* Task to complete *
Gather every line of the listing below that contains the word "stone", and copy each one in full. Case counts.

* Supplied information *

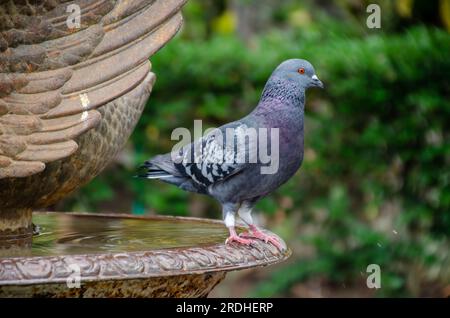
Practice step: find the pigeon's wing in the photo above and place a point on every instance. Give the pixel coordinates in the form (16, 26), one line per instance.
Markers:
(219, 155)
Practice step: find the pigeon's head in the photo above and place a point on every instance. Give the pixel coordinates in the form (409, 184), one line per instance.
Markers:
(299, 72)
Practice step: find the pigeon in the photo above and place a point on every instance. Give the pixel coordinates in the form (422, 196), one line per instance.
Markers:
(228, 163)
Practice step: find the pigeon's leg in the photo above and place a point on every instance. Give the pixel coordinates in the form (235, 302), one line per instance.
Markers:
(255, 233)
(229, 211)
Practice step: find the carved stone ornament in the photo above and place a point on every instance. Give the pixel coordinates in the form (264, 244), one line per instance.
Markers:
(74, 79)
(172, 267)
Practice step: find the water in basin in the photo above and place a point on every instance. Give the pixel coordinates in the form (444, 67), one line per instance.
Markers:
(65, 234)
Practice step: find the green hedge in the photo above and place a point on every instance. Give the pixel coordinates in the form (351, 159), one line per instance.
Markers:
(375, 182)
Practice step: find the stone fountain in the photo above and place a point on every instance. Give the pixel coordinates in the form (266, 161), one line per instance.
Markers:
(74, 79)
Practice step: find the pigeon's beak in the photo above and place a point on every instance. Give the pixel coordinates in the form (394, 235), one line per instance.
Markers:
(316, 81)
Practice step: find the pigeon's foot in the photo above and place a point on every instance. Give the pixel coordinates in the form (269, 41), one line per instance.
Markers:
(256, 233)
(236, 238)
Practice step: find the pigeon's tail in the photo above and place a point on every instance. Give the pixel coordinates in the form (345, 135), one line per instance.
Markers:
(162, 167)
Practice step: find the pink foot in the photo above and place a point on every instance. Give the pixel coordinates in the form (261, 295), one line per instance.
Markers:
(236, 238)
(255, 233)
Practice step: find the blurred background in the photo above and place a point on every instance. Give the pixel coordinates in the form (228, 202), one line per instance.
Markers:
---
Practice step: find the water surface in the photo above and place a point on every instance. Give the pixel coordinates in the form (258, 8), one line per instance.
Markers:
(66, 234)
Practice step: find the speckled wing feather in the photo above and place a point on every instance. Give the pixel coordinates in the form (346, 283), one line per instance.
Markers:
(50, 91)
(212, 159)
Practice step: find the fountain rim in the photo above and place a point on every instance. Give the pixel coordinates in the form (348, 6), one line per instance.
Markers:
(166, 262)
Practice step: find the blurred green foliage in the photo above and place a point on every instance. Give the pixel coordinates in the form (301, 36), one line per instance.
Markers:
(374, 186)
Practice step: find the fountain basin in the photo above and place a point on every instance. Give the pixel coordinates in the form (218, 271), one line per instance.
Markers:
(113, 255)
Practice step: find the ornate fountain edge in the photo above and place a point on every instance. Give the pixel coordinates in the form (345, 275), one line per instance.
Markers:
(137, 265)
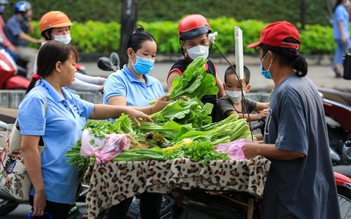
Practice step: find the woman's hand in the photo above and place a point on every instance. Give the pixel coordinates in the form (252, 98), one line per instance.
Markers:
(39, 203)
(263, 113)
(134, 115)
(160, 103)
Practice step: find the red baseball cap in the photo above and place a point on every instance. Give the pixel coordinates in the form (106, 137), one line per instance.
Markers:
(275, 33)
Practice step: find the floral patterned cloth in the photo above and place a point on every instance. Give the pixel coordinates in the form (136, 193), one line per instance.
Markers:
==
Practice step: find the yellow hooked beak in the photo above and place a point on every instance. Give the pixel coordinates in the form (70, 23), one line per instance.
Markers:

* Output below *
Practice step: find the carved stone ornament in the photo above and place a point on every instance. Give the pixel coordinates in the form (264, 244), one line per instance.
Practice step: find the stone fountain in the photo above and place a point on every instance. Give the pixel coordinates in the form (266, 161), one line per instance.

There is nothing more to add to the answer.